◆ **Excerpt provided**
My Father

by Annette

Robert D. Gregory, "Bob" to everyone that knew him was a man full of love for his family, his friends and his fellow man. He became a man at 11 when his Dad died and assumed responsibility for his two sisters and brother while his Mom worked and kept a roof over their head. He worked hard all of his life, was married 54 years to my Mom, helped put two children through college and touched so many lives.

We noticed little things at first. He was trying to show my eldest nephew how to cut an angle for a school project and couldn't figure it out....we just laughed it off. He was a craftsman with his woodworking, self taught and took pride in his workmanship. He never complained about feeling bad. at the end, before he went to the hospital and we found out he had CJD he just couldn't get his words to say what he wanted, but he never complained.

We really noticed him going downhill after his son n law that he adored was killed in Desert Storm. He took no interest in the home I was building in Va., didn't even check on the building for me....that was so unlike him. I moved home to Virginia in August 1991 and it's like he was waiting to see I was OK. One day I saw his truck at the store behind their house and he was sitting in it...told me he couldn't remember how to get home. I told him to follow me and I drove him the one block to their house. He never drove again but wouldn't tell Mom why. He'd prepare his Sunday school lesson, he taught a men's class and forget in mid sentence what he was saying...the little things build up.

In mid November he had a kidney stone removed as an outpatient. My Mom and bother took him to the hospital and it was very late that night when they got home. Daddy couldn't tell the DR he wanted to come home with Mom. Finally, they let her talk to him and he nodded his head to her and he was released. My brother brought him back to the house while Mom had his prescriptions filled. I had soup waiting and he stared at it. I finally put crackers in it and he ate two bowls. That was the last decent meal he ate, mine and Mom's homemade soup. He went upstairs to their den and his legs just quick working. After several falls and my brother having to drive 25 miles to put him to bed, Mom called the Dr. He was taken by ambulance to the hospital and never came home again.

They ran all the tests and everything was negative until the EEG. The EEG gave us the answer, one we had never heard of, CJD. The doctor gave us what little info he had on the illness and got Daddy into hospice. he was there less than two weeks. Hourly, we saw his condition change. That Saturday he recognized his granddaughter and kissed her, by Sunday he didn't know who she was. He couldn't swallow, he couldn't talk, he couldn't see. he laid there in the bed wanting his hand held. If we took our hand away, he searched for us. Mom and I set by his bed and held his hand for hours.

The nurse told me on Nov. 26 someone had to give him permission to die. My Mother and older brother couldn't so I did. I talked Mom into getting her hair done the next day and I told Daddy she would be late
coming in on Wednesday and why. I promised him I would take care of Mom and told him Jesus was waiting and soon he and Bill would be together again.
The next morning, I got there early and started my watch. At 10:15am I noticed hemorrhages under his skin and called the nurse to the room. She told me this was it. I called my brother and our minister and then I held him and talked to him while he died. The next day was Thanksgiving and I told him he was going to be with Bill and to tell him I still missed and loved him. Daddy died peacefully in my arms and went home to God. Ten minutes after he died, I met my Mom at the door and told her he was gone.

We were blessed. He was in no pain and he touched so many lives that he keeps giving back to us. My Dad was a chaplain in the jail ministry and he touched so many lives. He was the most unselfish man I have ever know. He put everyone else first. We use to laugh and say his garden grew every year because God used it to feed so many people.

They wouldn't perform an autopsy. The family DR asked my brother and I if he could find out if there was a blood test for us to take to see if we stood to inherit CJD would we take it. We both said no. I have remarried and my husband knows if my brain goes, let me go. Daddy was not put on anything except an iv to keep him confortable, his death was easy. Coping with it for his family hasn't been. My brother cannot discuss it. When my niece finished college three years after Daddy's death I told her how proud Papa Bob would have been. We have found the strength to keep living but I hate the month of Nov and all it represents. On Nov. 27, Bob Gregory will be dead seven (7) years. His wife still weeps for him and she is 82 now. His daughter has remarried and his granddaughter married, we've brought new people into the family that never knew what a neat guy he was. He still gives to us with all he taught us. I want to give back and help others walking this long walk of CJD.

◆ **Provided material**
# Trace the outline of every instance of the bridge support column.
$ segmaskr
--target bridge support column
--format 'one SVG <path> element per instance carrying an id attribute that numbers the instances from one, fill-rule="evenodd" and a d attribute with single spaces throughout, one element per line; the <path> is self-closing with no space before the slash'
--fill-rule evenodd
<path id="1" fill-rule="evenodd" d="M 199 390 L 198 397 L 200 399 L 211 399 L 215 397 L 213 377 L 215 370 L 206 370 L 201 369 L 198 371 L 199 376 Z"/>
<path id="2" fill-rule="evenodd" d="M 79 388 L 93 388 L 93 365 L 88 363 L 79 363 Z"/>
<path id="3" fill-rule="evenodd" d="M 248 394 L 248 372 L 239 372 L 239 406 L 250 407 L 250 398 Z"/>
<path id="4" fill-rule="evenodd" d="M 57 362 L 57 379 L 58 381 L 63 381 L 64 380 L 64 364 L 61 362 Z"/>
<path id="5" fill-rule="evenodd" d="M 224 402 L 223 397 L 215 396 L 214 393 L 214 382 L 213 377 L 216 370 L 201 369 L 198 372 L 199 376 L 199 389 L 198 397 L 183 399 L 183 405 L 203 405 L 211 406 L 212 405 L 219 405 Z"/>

◆ **Directions**
In the account of Bob Gregory's illness, which test finally showed that he had CJD?

◆ **The answer**
The EEG.